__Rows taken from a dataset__

[START]

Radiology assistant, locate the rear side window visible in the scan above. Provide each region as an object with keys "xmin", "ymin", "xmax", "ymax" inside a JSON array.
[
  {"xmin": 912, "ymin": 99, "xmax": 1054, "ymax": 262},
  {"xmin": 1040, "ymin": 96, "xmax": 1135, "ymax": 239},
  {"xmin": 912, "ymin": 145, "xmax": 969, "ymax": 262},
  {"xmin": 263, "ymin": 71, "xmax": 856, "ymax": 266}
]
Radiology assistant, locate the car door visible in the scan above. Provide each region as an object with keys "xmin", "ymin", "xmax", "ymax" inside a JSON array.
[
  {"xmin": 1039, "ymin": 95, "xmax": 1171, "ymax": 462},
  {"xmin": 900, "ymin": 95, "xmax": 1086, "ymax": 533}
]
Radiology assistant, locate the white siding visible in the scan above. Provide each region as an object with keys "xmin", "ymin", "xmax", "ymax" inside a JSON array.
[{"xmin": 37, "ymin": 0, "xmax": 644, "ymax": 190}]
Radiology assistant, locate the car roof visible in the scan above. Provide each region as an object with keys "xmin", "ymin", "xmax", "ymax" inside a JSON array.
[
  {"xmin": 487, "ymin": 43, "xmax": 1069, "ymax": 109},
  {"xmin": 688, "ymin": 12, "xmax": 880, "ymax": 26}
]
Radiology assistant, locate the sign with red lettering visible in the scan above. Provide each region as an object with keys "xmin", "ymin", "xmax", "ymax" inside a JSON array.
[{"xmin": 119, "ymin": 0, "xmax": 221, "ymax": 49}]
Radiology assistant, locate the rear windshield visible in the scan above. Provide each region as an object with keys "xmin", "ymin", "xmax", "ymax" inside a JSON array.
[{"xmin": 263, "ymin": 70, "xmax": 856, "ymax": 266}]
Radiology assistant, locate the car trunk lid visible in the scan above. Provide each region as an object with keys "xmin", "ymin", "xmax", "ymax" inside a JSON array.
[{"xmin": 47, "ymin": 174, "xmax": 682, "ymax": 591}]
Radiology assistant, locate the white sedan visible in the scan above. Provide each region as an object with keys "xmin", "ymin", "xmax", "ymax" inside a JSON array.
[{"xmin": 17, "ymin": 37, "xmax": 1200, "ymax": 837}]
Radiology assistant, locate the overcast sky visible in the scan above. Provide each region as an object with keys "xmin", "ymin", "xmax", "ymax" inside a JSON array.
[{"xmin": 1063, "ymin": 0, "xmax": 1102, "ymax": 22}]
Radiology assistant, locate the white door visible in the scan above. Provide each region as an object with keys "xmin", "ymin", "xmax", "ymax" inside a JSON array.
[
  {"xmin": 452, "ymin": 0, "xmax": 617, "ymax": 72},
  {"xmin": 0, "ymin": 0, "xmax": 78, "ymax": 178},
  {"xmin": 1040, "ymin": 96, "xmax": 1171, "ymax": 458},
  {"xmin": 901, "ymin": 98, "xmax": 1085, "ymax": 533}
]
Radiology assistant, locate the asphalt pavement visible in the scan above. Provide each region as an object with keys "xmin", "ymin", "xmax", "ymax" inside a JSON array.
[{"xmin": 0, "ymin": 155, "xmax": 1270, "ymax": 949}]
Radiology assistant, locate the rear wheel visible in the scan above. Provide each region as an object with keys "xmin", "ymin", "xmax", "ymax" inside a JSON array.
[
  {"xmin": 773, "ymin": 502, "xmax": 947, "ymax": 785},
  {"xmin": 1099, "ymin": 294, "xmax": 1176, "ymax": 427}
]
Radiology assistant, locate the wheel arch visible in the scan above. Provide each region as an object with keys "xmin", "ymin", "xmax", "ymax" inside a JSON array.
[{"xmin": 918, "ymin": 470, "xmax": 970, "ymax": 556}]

[END]

__Task instructions__
Find each line above that contains the word "windshield", and copy those lines out in full.

__Response to the task__
Radiology assistant, locate the rear windshield visible in the scan above. Provide each region as an object with keys "xmin", "ymin", "xmax", "ymax" inside a JSON array.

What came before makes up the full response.